- _WHAT IS NEEDED_
Rewrite the lines from the one containing "Each instance of the mountain" through the end of the items, replacing "mountain range" with "mountain ridge" and leaving everything else as it is.

- _DATA FOR THE TASK_
· · · · ·

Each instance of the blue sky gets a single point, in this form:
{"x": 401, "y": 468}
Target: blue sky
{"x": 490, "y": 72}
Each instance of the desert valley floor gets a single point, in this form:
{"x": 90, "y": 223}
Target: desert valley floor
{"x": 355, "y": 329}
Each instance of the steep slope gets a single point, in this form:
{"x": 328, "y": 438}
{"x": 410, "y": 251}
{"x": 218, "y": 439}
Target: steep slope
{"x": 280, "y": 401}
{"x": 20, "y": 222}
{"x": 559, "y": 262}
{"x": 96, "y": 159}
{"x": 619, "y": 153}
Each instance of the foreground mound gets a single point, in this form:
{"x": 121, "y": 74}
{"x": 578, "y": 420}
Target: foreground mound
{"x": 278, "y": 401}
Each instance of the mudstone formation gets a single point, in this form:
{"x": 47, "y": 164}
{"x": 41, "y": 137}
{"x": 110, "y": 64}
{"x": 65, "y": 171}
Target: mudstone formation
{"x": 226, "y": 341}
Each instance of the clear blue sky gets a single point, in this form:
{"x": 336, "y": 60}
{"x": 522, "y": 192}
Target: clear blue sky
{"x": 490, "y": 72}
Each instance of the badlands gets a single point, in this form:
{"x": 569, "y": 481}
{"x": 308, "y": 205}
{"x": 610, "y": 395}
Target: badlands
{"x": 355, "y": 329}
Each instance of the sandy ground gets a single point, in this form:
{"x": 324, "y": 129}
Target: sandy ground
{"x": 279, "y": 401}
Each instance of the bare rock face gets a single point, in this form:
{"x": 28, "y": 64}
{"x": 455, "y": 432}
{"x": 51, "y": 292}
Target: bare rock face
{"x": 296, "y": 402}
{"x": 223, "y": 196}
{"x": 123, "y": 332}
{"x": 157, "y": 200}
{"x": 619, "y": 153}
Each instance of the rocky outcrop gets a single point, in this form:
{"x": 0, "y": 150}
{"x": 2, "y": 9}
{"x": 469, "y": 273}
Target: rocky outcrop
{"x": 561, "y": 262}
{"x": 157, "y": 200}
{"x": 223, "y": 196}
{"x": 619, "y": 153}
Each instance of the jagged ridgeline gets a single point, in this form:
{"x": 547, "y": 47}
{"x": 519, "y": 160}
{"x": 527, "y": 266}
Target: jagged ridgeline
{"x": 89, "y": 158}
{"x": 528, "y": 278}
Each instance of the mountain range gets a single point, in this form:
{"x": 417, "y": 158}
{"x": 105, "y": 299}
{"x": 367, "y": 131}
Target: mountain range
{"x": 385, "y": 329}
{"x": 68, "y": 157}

· · · · ·

- _EXPECTED ANSWER_
Each instance of the mountain ridge gets a single point, in this form:
{"x": 417, "y": 158}
{"x": 105, "y": 299}
{"x": 367, "y": 131}
Target: mountain ridge
{"x": 385, "y": 329}
{"x": 68, "y": 157}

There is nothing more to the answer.